**Goal**
Update the records below so that every occurrence of "a dot for each instance" reads "one dot per instance", leaving all other text as it is.

┌─ Record set

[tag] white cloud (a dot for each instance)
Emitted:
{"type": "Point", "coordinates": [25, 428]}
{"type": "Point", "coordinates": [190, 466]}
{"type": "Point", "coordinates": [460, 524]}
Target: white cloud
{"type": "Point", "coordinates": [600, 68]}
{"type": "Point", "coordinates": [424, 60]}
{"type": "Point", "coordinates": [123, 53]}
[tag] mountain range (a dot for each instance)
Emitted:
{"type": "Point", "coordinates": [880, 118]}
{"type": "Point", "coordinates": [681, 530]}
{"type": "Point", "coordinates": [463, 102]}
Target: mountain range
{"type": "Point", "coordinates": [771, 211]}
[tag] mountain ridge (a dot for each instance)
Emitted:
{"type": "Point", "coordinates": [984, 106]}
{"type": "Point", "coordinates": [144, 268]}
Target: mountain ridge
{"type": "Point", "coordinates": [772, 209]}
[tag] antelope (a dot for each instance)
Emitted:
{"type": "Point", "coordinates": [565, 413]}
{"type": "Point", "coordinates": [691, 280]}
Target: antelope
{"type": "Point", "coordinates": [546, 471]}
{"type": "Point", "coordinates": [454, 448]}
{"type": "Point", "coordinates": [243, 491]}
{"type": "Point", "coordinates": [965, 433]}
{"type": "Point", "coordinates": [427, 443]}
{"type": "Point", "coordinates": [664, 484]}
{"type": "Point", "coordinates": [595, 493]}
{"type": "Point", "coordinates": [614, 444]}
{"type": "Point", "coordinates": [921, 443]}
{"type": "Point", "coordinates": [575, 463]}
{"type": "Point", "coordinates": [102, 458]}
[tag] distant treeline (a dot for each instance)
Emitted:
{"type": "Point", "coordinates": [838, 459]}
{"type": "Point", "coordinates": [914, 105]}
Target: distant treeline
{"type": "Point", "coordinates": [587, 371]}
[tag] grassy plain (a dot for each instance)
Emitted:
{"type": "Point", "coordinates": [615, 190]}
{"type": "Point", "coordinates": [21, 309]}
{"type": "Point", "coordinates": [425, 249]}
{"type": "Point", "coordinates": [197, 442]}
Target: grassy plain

└─

**Answer for the task**
[tag] white cloud (one dot per instance)
Emitted:
{"type": "Point", "coordinates": [25, 428]}
{"type": "Point", "coordinates": [190, 466]}
{"type": "Point", "coordinates": [460, 524]}
Target: white cloud
{"type": "Point", "coordinates": [600, 68]}
{"type": "Point", "coordinates": [424, 60]}
{"type": "Point", "coordinates": [123, 53]}
[tag] mountain range (one dot per instance)
Emitted:
{"type": "Point", "coordinates": [880, 118]}
{"type": "Point", "coordinates": [681, 530]}
{"type": "Point", "coordinates": [463, 102]}
Target: mountain range
{"type": "Point", "coordinates": [771, 211]}
[tag] mountain ridge (one dot per instance)
Emitted:
{"type": "Point", "coordinates": [984, 106]}
{"type": "Point", "coordinates": [144, 268]}
Target: mountain ridge
{"type": "Point", "coordinates": [772, 209]}
[tag] antelope (one dot per instance)
Emitted:
{"type": "Point", "coordinates": [565, 413]}
{"type": "Point", "coordinates": [691, 280]}
Target: antelope
{"type": "Point", "coordinates": [546, 471]}
{"type": "Point", "coordinates": [454, 448]}
{"type": "Point", "coordinates": [243, 491]}
{"type": "Point", "coordinates": [965, 433]}
{"type": "Point", "coordinates": [427, 443]}
{"type": "Point", "coordinates": [664, 484]}
{"type": "Point", "coordinates": [595, 493]}
{"type": "Point", "coordinates": [614, 444]}
{"type": "Point", "coordinates": [921, 443]}
{"type": "Point", "coordinates": [575, 463]}
{"type": "Point", "coordinates": [102, 458]}
[tag] distant treeline (one dot per instance)
Emitted:
{"type": "Point", "coordinates": [838, 459]}
{"type": "Point", "coordinates": [914, 105]}
Target: distant treeline
{"type": "Point", "coordinates": [587, 371]}
[tag] grassy plain (one dot per instance)
Emitted:
{"type": "Point", "coordinates": [615, 190]}
{"type": "Point", "coordinates": [21, 309]}
{"type": "Point", "coordinates": [425, 249]}
{"type": "Point", "coordinates": [197, 442]}
Target: grassy plain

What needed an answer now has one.